INSTRUCTIONS FOR THE TASK :: Revise the lines from the one containing "157, row 185." to the one containing "column 456, row 190", changing "backpack" to "rucksack" and leaving everything else the same.

RECORDS TO USE ::
····················
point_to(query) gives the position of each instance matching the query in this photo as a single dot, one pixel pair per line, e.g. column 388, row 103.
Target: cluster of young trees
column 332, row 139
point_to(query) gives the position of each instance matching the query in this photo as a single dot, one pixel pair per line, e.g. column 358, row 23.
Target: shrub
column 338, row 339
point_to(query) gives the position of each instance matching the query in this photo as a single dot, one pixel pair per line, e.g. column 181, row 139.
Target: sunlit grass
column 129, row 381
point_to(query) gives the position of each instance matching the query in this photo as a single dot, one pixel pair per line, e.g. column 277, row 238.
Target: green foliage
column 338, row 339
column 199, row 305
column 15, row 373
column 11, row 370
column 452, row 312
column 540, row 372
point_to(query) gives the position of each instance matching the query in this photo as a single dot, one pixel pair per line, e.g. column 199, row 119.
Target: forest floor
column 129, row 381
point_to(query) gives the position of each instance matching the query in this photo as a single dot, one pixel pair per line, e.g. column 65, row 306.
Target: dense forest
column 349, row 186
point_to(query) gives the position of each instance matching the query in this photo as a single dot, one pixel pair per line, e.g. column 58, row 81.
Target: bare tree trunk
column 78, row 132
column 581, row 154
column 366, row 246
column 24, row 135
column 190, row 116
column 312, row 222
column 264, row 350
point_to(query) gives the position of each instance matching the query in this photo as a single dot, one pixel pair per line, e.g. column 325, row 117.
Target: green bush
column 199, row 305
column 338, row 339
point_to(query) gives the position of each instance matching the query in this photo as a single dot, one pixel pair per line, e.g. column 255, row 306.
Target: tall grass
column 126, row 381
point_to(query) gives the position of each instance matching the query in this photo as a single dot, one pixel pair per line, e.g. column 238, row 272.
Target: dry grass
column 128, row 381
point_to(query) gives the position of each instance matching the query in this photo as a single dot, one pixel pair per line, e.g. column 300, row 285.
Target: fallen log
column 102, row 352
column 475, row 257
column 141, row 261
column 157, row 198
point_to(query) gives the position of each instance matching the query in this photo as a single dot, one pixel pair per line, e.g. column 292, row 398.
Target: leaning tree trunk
····················
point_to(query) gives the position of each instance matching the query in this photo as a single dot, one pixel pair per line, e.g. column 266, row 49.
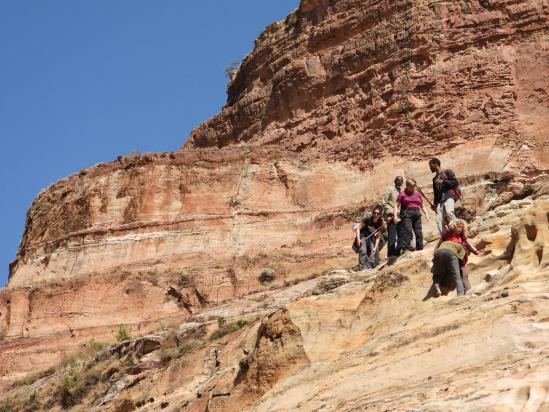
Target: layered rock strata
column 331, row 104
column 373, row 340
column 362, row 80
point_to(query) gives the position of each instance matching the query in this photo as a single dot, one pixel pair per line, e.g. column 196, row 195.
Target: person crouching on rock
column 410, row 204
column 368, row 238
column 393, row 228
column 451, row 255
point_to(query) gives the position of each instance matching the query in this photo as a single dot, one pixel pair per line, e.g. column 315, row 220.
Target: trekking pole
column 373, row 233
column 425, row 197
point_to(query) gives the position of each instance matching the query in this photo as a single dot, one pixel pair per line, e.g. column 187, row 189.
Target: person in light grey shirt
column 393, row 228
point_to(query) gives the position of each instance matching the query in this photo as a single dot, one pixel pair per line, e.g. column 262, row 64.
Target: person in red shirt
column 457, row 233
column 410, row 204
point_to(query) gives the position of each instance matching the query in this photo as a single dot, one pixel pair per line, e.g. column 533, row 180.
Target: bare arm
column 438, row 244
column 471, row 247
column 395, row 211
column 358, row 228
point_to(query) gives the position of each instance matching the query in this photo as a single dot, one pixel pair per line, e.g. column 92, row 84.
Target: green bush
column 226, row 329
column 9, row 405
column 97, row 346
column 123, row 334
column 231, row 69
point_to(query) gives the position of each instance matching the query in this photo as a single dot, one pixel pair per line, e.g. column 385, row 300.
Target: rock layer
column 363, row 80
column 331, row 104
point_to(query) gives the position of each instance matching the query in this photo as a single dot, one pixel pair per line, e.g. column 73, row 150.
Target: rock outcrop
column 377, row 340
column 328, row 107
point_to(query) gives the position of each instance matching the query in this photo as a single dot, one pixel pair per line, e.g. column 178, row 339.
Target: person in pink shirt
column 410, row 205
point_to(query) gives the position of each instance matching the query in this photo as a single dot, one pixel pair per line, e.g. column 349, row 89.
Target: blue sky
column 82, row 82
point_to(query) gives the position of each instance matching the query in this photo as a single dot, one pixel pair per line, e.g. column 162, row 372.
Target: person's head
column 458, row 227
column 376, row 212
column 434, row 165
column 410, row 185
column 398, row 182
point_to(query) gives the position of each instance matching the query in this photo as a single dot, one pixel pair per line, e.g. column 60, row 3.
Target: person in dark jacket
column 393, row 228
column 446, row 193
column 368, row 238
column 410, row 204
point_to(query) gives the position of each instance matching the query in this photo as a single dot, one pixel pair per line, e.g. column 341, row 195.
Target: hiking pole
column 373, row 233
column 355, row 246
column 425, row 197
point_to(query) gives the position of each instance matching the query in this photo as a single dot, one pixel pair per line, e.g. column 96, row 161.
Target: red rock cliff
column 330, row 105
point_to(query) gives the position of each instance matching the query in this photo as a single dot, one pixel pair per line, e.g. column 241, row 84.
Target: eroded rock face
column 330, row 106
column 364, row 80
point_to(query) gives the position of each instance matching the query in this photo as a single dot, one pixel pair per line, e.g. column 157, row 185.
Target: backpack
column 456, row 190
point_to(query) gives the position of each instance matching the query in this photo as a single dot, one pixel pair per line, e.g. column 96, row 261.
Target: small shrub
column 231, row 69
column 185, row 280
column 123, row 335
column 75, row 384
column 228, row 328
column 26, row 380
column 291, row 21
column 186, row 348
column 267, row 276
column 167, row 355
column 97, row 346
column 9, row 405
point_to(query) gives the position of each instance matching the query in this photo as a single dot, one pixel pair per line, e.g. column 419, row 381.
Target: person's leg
····················
RESULT BELOW ::
point_to(query) gives the position of each instance matching the query in this photo as a single dot, one pixel pair per line, e.g. column 157, row 185.
Target: rucksack
column 456, row 190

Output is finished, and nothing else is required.